▶ EXERCISE PROMPT
Show each line of the rows below that contains the word "blue", copying every such line in full.

Pointing rows:
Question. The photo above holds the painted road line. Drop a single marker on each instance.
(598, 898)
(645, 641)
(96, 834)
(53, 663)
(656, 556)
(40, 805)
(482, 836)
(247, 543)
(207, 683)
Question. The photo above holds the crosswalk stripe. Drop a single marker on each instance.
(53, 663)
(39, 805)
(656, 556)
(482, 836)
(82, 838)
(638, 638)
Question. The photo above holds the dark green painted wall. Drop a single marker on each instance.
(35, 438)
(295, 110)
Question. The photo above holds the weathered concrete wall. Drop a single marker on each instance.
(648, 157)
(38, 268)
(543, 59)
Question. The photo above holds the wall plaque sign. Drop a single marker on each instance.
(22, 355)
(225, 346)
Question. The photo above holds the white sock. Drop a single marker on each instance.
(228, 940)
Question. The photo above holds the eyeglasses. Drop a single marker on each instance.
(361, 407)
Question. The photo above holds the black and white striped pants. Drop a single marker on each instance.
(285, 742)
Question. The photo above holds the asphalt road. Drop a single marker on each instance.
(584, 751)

--

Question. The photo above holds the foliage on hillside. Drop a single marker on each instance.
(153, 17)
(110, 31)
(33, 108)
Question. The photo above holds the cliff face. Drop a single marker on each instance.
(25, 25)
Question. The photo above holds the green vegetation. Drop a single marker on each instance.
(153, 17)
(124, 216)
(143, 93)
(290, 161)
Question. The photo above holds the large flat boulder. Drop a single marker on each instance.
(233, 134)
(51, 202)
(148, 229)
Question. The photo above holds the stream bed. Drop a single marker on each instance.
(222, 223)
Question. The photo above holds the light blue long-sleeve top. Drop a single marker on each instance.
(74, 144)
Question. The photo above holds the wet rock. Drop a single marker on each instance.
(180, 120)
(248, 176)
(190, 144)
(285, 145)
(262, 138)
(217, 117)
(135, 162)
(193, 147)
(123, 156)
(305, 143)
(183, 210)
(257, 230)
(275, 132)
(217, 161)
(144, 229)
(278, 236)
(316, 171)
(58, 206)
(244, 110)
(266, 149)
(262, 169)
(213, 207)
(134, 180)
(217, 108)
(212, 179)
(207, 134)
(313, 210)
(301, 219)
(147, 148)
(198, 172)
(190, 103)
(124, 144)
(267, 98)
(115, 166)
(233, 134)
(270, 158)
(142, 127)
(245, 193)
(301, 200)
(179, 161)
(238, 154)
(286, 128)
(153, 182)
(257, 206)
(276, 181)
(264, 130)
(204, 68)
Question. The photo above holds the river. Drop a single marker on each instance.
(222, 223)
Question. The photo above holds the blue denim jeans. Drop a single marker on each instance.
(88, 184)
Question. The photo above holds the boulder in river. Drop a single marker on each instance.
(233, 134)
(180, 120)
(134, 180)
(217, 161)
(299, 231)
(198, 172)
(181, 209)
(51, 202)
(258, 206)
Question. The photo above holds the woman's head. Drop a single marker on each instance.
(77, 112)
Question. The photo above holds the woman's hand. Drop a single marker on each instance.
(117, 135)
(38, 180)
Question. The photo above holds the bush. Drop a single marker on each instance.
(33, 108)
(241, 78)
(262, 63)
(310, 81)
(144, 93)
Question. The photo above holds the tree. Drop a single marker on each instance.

--

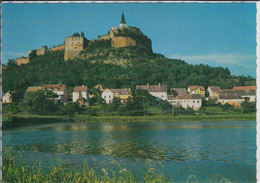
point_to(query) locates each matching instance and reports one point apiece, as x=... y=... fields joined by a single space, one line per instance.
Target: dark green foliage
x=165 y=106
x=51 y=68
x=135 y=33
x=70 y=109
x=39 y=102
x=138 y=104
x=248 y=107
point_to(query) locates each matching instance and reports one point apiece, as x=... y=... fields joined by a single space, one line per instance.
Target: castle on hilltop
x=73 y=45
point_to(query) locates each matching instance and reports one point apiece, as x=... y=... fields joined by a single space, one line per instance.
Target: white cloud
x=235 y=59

▶ OUTPUT FOR THIS EXERCISE
Question. The photo above holds the light blue long-sleeve top. Drop a single marker on each instance.
Question. The photo above holds the blue denim jeans. Drop a single marker on each instance.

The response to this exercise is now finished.